**Your objective**
Starting from the line that contains "Could you please point out the cutlery", reproduce each line exactly through the end of the material, and include no other lines.

>> begin The input

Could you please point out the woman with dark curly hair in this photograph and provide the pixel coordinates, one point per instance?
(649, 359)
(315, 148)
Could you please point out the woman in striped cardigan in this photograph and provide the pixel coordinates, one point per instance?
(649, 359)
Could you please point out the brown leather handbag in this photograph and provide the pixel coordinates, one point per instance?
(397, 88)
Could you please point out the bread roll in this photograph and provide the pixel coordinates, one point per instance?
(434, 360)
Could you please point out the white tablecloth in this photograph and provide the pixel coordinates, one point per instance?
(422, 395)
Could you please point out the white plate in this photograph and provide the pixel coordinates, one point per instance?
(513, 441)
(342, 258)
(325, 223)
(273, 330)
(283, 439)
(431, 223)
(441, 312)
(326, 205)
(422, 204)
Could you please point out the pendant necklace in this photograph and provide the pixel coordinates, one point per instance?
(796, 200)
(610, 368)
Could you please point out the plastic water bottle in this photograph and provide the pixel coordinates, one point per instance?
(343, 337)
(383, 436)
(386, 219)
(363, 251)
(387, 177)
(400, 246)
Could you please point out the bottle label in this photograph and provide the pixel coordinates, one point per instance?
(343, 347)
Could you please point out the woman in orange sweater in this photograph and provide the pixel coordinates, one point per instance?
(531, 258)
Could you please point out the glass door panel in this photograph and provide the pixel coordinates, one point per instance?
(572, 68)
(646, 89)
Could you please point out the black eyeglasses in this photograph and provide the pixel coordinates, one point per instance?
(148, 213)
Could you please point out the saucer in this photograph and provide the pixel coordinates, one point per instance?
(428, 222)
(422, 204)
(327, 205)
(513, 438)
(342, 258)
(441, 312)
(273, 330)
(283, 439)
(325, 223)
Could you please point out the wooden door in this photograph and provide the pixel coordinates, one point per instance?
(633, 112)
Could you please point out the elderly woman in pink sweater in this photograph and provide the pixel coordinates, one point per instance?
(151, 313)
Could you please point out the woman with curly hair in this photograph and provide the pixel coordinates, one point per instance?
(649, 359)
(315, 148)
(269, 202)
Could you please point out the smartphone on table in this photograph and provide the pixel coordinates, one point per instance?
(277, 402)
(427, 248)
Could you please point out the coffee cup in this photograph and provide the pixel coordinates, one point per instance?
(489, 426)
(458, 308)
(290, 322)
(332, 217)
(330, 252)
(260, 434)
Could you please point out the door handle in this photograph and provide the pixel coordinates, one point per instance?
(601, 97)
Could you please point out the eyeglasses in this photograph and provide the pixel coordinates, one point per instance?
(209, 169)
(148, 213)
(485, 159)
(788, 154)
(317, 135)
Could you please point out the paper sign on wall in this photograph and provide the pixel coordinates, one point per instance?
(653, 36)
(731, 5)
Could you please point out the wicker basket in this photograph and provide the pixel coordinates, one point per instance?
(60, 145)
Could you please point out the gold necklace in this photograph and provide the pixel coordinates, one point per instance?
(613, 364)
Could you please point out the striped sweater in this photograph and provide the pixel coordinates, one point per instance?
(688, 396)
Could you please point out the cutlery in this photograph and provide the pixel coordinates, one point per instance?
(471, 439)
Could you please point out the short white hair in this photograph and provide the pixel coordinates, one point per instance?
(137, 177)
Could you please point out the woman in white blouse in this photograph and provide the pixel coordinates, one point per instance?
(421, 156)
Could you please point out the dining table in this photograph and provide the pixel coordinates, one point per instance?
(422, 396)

>> end The input

**Exercise solution**
Could you please point out the cutlery in this photograph and provide the pixel coordinates, one point per instance?
(471, 439)
Could you please point out the short white hair in this photograph and provide the pixel coordinates, one point per instance?
(137, 177)
Could you please point out the woman in white blouse in this photograph and provide the pixel coordinates, one point per instance?
(421, 156)
Could you please point out the dining table in this photograph and provide the pixel coordinates, one point per instance?
(422, 396)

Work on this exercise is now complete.